* [EXTRACTED TEXT]:
============================================================

A change is functionally complete and you are about to merge, ship, or open a PR.
The diff touches something where a subtle bug is expensive: auth, billing, data migrations, money math, concurrency, deletes, or external API contracts.
You feel a vague unease about a change but can't name the problem — that unease is exactly what a fresh reviewer surfaces.
A review came back clean too fast and you suspect it rubber-stamped.

Do NOT use this when:

There is no spec or acceptance criterion to judge against. Write one first — a reviewer with no spec can only check style, and you'll get noise. (For pure style, use code-style; for test quality, use testing-practices.)
The change is a one-line typo fix or a generated lockfile bump; the loop costs more than the risk.
You haven't run the existing tests yet. Adversarial review critiques design and spec-fit; it is not a substitute for running the suite.

The loop

The skill is a loop, not a single review. One pass anchors and misses; the value is in re-dispatching fresh reviewers on the shrinking set of problems.

1. Build the packet (deterministic, anchoring-free)

============================================================

[Photo-based referring expression data]
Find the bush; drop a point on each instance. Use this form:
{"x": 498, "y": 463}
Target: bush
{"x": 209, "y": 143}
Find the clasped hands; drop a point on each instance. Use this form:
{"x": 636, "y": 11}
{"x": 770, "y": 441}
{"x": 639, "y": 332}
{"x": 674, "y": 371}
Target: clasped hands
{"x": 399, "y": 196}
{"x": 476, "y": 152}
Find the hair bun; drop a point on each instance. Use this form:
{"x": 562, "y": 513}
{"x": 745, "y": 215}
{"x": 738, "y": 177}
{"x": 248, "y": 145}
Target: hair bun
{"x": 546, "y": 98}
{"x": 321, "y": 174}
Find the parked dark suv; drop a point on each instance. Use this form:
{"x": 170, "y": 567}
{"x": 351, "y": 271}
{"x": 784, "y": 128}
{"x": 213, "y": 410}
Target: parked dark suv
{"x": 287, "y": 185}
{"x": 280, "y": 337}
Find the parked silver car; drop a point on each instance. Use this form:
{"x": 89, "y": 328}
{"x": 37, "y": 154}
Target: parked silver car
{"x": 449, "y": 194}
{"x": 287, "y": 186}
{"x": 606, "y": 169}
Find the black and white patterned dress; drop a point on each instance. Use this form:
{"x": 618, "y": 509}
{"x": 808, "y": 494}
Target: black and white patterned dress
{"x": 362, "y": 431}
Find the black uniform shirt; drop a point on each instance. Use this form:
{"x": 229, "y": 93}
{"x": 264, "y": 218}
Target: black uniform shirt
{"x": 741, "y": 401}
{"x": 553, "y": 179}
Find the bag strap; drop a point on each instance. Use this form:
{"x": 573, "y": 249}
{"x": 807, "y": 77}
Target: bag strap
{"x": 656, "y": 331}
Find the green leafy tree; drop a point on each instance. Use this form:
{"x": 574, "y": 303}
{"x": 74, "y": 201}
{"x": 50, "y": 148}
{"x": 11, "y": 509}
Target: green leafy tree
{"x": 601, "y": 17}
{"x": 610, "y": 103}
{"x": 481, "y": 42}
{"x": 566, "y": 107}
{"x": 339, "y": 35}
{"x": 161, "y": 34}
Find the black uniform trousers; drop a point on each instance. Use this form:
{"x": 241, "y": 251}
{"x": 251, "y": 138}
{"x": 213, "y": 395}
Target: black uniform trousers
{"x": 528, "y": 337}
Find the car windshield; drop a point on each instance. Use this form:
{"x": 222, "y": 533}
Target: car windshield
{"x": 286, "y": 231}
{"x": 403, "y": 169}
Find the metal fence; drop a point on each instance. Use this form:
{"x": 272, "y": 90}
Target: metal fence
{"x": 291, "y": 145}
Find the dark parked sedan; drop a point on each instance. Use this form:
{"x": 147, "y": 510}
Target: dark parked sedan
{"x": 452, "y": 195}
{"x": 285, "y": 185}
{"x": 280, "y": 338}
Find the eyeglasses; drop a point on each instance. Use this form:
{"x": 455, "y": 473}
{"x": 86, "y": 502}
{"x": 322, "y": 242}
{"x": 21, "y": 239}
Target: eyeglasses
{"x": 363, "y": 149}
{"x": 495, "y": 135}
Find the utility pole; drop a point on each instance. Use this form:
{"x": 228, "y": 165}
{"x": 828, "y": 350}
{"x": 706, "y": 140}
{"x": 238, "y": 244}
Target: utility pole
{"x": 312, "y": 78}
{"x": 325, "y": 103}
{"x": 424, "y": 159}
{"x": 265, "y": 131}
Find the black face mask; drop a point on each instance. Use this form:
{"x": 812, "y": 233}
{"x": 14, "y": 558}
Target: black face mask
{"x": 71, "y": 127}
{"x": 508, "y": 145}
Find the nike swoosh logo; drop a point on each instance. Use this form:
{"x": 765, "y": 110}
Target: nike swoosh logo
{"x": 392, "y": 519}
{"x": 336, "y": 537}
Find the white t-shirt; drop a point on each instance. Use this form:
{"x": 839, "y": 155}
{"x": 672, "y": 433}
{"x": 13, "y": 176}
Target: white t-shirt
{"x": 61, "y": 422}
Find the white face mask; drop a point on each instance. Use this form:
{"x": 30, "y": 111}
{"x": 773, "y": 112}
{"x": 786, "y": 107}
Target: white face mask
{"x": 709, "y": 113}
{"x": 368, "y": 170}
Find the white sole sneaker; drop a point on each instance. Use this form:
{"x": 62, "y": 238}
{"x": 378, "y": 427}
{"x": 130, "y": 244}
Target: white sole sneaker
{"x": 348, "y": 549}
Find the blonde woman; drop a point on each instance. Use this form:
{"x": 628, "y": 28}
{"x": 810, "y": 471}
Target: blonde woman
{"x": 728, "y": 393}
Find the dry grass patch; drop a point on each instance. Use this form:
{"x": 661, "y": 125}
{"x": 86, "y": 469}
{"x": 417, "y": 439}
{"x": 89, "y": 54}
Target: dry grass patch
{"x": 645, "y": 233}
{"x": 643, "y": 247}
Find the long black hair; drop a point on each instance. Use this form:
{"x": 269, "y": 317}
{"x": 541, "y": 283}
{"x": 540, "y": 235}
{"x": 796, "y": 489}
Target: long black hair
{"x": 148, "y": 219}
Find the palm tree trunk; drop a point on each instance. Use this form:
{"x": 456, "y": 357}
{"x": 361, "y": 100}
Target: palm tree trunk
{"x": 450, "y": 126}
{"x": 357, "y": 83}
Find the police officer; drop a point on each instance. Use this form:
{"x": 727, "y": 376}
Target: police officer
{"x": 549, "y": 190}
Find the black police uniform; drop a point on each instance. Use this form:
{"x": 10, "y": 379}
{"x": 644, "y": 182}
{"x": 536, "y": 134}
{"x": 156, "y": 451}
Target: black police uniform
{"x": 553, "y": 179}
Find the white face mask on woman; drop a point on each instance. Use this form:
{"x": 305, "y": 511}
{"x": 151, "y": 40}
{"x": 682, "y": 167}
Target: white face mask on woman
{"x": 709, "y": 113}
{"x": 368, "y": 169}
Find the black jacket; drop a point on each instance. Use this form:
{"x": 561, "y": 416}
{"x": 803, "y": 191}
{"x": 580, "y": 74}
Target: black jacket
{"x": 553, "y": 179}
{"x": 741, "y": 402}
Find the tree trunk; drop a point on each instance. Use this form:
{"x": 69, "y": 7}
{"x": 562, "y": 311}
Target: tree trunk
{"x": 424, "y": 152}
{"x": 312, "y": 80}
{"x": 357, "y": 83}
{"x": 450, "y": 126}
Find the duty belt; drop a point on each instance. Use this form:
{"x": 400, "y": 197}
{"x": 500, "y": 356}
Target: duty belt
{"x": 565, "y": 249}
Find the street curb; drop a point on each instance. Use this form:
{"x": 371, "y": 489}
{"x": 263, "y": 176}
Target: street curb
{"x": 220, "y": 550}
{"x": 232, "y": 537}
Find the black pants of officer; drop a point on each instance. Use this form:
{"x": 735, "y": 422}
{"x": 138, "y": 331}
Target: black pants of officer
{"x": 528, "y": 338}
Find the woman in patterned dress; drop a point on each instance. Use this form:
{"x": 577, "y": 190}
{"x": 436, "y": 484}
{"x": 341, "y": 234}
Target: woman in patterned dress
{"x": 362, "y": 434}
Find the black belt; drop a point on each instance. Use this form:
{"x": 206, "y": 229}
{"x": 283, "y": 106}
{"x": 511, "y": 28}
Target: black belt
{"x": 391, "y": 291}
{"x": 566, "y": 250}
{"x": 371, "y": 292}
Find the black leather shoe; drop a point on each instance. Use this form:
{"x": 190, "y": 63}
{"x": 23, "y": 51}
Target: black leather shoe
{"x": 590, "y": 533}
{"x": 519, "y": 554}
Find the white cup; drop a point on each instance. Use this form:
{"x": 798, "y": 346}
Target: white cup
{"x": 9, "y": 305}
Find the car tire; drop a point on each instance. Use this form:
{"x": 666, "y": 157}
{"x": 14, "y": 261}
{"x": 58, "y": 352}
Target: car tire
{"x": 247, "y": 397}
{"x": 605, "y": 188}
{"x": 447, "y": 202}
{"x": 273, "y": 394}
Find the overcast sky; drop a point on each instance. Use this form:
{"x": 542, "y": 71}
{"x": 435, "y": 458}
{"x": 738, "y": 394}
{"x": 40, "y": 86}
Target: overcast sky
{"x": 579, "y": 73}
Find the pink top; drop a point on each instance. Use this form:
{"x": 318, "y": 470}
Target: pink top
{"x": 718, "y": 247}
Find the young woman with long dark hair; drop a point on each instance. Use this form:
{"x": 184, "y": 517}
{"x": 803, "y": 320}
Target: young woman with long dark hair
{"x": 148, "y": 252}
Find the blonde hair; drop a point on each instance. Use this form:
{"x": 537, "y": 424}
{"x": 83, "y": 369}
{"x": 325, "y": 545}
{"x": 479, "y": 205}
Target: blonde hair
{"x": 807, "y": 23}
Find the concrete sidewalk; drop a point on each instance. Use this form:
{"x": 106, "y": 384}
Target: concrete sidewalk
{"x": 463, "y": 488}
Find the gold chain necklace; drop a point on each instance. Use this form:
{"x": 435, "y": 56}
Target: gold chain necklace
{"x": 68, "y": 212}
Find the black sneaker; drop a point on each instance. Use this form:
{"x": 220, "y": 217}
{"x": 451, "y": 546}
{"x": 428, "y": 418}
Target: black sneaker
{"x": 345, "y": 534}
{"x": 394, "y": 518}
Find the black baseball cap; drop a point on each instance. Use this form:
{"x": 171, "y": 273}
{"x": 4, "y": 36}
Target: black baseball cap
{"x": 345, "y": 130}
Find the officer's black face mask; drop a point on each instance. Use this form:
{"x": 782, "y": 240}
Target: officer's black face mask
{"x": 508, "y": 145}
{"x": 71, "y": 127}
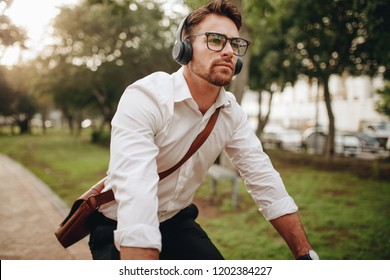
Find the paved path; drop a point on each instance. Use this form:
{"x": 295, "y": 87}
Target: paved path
{"x": 29, "y": 214}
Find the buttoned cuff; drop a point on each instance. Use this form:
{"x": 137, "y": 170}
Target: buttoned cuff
{"x": 279, "y": 208}
{"x": 141, "y": 236}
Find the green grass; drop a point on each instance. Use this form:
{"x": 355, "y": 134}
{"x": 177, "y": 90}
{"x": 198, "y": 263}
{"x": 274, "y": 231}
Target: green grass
{"x": 345, "y": 216}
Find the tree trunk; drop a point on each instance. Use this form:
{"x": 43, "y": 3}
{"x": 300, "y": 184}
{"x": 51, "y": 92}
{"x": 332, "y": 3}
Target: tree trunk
{"x": 330, "y": 145}
{"x": 262, "y": 122}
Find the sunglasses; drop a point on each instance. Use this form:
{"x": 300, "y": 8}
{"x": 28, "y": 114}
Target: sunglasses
{"x": 216, "y": 42}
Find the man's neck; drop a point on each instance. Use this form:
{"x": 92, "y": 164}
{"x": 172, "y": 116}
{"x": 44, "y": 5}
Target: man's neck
{"x": 204, "y": 93}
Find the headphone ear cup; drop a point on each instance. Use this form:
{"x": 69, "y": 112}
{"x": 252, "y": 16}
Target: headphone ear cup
{"x": 177, "y": 51}
{"x": 187, "y": 52}
{"x": 238, "y": 67}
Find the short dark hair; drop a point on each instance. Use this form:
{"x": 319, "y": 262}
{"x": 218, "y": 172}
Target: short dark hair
{"x": 218, "y": 7}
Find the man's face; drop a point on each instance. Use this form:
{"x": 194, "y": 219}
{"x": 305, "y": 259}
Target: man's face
{"x": 215, "y": 67}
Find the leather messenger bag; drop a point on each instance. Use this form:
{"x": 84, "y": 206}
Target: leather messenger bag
{"x": 79, "y": 221}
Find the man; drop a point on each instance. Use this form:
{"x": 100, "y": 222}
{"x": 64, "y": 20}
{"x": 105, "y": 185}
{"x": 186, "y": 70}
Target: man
{"x": 157, "y": 119}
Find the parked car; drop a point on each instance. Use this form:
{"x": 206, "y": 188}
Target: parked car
{"x": 314, "y": 142}
{"x": 368, "y": 143}
{"x": 285, "y": 139}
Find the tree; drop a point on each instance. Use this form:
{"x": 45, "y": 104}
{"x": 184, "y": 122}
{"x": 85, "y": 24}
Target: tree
{"x": 102, "y": 47}
{"x": 10, "y": 35}
{"x": 383, "y": 106}
{"x": 327, "y": 37}
{"x": 16, "y": 102}
{"x": 271, "y": 67}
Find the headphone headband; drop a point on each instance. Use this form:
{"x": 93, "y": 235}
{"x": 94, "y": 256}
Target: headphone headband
{"x": 182, "y": 50}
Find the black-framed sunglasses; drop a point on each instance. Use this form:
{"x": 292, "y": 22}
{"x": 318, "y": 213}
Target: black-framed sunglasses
{"x": 216, "y": 42}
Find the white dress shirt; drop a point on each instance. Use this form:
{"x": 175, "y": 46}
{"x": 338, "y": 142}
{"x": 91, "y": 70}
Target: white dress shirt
{"x": 156, "y": 122}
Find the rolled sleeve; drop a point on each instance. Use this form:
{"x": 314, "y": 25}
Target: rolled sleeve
{"x": 279, "y": 208}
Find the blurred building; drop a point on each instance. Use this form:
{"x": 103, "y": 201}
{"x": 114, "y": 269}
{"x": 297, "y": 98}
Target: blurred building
{"x": 353, "y": 103}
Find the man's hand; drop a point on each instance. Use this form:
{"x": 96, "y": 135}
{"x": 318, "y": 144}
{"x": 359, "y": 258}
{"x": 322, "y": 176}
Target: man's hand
{"x": 290, "y": 228}
{"x": 134, "y": 253}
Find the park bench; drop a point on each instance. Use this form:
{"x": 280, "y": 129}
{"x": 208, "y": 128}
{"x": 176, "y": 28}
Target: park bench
{"x": 218, "y": 172}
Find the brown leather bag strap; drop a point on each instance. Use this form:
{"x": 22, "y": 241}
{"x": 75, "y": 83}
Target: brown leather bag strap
{"x": 108, "y": 196}
{"x": 199, "y": 140}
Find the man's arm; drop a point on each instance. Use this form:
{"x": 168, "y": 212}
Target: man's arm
{"x": 134, "y": 253}
{"x": 290, "y": 228}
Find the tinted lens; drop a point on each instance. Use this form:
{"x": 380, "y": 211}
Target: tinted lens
{"x": 239, "y": 46}
{"x": 216, "y": 41}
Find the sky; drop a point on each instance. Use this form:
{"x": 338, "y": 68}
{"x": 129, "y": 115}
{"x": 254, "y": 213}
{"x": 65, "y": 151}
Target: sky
{"x": 34, "y": 16}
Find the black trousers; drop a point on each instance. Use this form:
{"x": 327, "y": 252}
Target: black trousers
{"x": 182, "y": 238}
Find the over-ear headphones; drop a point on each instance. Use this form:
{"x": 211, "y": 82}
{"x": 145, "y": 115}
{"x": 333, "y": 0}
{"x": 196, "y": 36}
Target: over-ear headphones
{"x": 182, "y": 50}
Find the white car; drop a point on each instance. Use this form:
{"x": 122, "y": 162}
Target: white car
{"x": 345, "y": 144}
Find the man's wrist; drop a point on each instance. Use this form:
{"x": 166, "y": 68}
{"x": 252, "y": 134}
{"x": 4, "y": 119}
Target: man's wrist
{"x": 311, "y": 255}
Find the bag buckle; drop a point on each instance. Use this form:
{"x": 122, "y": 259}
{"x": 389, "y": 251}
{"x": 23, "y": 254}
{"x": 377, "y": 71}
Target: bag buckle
{"x": 92, "y": 202}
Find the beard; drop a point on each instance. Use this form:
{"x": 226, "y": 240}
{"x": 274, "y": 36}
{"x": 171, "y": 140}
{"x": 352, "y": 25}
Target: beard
{"x": 213, "y": 75}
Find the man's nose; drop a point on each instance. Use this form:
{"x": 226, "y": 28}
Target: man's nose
{"x": 228, "y": 49}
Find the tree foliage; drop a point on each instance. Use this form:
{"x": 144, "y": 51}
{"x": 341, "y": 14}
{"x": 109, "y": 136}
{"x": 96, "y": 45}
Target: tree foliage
{"x": 318, "y": 39}
{"x": 102, "y": 47}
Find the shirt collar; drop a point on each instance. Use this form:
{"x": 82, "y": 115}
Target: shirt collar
{"x": 182, "y": 92}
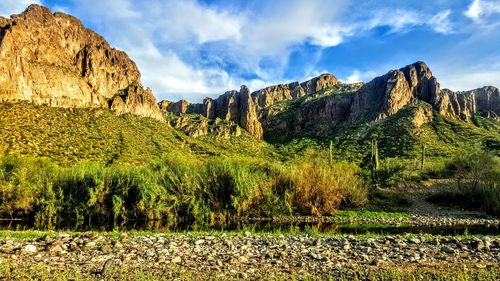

============================================================

* [PROBLEM TO SOLVE]:
Could you write out the whole adversarial review text word for word? You won't need the entries for anything here.

* [ANSWER]:
A change is functionally complete and you are about to merge, ship, or open a PR.
The diff touches something where a subtle bug is expensive: auth, billing, data migrations, money math, concurrency, deletes, or external API contracts.
You feel a vague unease about a change but can't name the problem — that unease is exactly what a fresh reviewer surfaces.
A review came back clean too fast and you suspect it rubber-stamped.

Do NOT use this when:

There is no spec or acceptance criterion to judge against. Write one first — a reviewer with no spec can only check style, and you'll get noise. (For pure style, use code-style; for test quality, use testing-practices.)
The change is a one-line typo fix or a generated lockfile bump; the loop costs more than the risk.
You haven't run the existing tests yet. Adversarial review critiques design and spec-fit; it is not a substitute for running the suite.

The loop

The skill is a loop, not a single review. One pass anchors and misses; the value is in re-dispatching fresh reviewers on the shrinking set of problems.

1. Build the packet (deterministic, anchoring-free)